DIRECTIONS FOR THIS TASK:
For the entries that follow, restate word for word the line containing "point(680, 165)", the line containing "point(420, 380)", and every line that lies between them.

----- GIVEN DATA -----

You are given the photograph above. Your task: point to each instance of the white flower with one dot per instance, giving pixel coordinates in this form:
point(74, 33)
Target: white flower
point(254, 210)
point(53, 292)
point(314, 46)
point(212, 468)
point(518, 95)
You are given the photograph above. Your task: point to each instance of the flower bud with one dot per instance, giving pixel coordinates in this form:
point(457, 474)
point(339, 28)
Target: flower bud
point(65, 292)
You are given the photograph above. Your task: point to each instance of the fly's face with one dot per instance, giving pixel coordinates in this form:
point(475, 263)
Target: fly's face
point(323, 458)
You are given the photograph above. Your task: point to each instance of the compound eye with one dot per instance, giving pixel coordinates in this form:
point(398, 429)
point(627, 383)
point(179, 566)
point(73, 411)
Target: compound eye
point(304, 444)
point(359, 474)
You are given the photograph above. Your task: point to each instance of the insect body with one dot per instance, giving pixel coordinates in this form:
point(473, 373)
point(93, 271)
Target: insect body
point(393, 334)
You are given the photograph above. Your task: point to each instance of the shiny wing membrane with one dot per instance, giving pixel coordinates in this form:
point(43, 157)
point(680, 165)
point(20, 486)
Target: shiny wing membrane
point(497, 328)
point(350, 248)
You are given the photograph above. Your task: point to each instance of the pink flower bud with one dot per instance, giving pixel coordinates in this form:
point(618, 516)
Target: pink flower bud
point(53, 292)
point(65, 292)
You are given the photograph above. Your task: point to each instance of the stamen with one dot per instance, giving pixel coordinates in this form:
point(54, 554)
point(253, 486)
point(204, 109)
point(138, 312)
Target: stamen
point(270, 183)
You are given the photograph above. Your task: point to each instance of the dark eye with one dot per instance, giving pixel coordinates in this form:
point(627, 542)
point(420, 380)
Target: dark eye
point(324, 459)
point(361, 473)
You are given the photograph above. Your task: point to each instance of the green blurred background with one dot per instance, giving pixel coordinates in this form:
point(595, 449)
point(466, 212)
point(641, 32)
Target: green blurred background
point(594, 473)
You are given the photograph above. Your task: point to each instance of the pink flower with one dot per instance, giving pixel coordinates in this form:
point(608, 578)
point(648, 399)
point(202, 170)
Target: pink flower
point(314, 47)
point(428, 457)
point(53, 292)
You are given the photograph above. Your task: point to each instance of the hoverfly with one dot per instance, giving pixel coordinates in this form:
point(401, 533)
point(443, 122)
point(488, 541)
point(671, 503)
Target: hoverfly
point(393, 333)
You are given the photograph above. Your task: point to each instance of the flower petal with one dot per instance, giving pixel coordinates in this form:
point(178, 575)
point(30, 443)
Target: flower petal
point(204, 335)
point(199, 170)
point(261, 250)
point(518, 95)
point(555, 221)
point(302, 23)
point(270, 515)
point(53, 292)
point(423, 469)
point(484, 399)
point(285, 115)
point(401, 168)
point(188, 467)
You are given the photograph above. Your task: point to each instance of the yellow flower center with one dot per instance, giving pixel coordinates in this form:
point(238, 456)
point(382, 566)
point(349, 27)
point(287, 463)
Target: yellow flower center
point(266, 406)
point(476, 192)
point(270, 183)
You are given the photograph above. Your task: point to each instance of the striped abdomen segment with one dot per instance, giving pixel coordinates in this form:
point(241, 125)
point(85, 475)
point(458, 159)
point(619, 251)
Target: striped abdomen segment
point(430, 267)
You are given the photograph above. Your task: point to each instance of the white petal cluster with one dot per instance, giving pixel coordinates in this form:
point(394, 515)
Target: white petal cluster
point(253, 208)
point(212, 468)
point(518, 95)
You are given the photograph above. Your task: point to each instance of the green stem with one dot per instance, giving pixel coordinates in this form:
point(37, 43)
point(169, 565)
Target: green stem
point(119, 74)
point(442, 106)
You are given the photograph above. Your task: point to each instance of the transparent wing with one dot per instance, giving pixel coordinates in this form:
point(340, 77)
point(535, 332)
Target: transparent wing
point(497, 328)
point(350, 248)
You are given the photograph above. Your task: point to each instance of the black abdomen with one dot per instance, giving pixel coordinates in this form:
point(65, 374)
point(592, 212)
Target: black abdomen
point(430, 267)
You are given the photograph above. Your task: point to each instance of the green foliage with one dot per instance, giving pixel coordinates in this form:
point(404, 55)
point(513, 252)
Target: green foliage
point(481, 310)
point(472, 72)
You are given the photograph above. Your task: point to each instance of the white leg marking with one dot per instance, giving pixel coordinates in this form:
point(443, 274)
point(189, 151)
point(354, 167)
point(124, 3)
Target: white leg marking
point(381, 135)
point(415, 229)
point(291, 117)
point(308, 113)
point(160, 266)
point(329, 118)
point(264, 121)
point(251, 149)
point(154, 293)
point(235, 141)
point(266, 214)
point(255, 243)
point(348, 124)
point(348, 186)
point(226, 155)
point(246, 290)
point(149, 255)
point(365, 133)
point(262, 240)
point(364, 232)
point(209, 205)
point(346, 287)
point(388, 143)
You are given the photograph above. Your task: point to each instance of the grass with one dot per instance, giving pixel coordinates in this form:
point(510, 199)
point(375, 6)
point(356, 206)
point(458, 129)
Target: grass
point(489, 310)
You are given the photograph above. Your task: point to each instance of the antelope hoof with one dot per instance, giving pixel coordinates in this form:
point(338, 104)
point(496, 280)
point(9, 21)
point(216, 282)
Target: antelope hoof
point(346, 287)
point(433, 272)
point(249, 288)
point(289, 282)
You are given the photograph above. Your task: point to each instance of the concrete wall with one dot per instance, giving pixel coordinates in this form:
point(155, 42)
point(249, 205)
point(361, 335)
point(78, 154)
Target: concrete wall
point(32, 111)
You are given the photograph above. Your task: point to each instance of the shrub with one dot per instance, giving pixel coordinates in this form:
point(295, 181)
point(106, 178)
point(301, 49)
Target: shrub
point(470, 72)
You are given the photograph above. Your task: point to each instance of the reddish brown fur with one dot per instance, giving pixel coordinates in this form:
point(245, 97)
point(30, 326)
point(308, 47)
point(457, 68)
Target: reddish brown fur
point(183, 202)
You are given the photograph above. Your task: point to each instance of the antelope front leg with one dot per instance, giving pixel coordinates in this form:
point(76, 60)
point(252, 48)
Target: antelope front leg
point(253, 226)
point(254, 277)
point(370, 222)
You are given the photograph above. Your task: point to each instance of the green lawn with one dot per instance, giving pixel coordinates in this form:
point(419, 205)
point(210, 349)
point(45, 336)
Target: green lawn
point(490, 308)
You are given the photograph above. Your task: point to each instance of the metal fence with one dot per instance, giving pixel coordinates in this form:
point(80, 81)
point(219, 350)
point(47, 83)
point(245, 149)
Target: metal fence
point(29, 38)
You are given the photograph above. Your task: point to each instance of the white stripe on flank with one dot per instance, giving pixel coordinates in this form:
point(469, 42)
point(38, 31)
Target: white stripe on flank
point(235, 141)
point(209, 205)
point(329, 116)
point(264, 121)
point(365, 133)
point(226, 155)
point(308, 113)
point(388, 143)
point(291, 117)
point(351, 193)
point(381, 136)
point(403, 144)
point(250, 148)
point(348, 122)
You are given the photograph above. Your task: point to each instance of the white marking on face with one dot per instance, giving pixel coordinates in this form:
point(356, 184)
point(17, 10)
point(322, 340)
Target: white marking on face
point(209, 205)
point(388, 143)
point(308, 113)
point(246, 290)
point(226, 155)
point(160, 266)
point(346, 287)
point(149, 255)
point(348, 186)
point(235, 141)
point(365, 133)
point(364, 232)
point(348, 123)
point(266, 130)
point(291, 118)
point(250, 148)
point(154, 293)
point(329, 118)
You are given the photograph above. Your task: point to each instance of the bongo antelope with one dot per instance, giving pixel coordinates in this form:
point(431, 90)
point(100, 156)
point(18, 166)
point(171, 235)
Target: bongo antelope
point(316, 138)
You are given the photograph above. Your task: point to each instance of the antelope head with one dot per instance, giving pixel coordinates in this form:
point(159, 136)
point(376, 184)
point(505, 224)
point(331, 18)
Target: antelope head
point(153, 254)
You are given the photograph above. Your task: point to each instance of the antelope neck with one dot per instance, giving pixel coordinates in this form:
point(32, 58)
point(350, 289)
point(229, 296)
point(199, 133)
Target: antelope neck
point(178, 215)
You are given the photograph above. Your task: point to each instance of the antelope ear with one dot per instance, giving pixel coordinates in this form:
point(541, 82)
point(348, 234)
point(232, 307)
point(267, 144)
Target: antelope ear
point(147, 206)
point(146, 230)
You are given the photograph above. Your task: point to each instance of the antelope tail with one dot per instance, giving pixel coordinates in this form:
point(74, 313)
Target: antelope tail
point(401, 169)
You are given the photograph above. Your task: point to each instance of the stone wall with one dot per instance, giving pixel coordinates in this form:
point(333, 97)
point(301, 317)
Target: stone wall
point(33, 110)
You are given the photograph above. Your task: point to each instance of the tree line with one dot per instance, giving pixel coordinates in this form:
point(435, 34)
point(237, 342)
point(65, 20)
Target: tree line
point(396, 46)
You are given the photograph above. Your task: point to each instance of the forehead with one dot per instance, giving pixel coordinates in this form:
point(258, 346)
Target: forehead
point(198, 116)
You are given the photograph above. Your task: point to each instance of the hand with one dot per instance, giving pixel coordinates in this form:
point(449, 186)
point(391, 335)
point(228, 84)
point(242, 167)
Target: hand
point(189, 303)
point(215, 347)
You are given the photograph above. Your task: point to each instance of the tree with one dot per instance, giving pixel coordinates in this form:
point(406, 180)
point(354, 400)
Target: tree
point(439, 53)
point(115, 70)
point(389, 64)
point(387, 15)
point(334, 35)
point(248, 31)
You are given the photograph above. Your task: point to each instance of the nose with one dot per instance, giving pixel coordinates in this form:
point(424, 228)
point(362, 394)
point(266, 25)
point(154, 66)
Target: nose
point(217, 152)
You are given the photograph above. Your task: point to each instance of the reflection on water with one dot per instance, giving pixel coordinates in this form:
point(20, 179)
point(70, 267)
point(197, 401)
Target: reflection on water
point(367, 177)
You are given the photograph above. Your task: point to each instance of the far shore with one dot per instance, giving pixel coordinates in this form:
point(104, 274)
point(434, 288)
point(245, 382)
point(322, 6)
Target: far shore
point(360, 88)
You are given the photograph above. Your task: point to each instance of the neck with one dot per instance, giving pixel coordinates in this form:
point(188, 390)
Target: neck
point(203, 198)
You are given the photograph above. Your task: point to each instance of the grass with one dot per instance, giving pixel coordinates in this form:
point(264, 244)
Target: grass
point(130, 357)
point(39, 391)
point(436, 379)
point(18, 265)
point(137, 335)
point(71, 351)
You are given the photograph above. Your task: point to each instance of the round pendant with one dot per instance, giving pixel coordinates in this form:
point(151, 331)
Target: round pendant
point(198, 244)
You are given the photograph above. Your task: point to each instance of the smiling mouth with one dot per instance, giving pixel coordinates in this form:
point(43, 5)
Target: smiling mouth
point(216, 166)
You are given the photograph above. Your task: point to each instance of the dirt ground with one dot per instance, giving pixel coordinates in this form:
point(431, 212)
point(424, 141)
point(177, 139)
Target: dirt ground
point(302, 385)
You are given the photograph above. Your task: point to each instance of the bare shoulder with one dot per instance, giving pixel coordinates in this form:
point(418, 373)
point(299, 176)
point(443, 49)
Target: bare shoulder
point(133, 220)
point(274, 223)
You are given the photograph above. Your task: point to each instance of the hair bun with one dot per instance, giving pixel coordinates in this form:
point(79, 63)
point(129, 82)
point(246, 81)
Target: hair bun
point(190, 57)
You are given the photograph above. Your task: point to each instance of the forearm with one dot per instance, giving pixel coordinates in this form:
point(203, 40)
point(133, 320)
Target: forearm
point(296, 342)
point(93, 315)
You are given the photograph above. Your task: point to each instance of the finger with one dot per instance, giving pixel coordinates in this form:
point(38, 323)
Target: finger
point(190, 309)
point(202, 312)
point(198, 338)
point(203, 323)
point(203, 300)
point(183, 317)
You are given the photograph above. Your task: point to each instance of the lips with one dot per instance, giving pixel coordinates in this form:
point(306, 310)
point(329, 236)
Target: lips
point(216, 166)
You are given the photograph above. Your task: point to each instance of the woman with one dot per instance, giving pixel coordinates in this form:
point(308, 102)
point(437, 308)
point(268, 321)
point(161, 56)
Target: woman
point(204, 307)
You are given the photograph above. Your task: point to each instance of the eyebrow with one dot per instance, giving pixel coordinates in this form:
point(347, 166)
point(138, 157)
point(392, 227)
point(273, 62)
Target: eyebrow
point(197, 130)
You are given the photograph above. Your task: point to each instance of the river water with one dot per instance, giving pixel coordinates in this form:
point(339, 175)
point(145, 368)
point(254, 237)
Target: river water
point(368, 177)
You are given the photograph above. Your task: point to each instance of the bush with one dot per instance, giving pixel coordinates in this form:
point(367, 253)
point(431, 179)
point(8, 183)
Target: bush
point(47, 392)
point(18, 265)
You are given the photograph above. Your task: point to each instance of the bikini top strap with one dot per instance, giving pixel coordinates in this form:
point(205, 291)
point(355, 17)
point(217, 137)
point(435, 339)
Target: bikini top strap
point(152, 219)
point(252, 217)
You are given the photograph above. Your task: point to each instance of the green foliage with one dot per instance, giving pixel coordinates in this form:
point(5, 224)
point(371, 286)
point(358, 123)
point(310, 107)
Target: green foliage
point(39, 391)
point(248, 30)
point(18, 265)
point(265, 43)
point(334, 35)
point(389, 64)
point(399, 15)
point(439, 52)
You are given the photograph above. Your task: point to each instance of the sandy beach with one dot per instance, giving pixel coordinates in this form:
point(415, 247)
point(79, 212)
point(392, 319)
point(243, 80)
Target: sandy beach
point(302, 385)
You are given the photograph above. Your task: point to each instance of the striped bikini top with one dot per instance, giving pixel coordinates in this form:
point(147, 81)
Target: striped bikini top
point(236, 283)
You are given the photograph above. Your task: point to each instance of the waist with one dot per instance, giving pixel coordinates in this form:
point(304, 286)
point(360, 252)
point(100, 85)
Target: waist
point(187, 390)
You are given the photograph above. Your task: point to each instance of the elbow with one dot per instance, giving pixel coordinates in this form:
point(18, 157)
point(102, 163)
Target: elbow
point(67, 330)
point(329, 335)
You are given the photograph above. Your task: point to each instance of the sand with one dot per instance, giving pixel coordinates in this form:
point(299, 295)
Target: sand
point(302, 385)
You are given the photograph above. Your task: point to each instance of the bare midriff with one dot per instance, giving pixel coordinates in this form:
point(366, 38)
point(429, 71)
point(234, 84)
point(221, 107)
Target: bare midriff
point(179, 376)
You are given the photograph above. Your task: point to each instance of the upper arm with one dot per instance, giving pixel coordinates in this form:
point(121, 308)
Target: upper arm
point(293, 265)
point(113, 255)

-----

TASK RESULT:
point(680, 165)
point(20, 486)
Target: shiny wing membrane
point(497, 328)
point(350, 248)
You are given the photograph above. Your task: point to each instance of the pink flower bud with one dot per instance, giving pixel coordinates in this form:
point(618, 516)
Target: pink flower bud
point(53, 292)
point(65, 292)
You are given the photograph above. Your task: point to each instance of the stamen with one dot per instance, giving pixel coordinates in this form:
point(54, 554)
point(253, 486)
point(204, 109)
point(138, 312)
Target: stamen
point(270, 183)
You are given the photograph above. Your task: point to each instance of the dark eye with one dot per instance, giving pixel coordinates in this form:
point(627, 542)
point(420, 380)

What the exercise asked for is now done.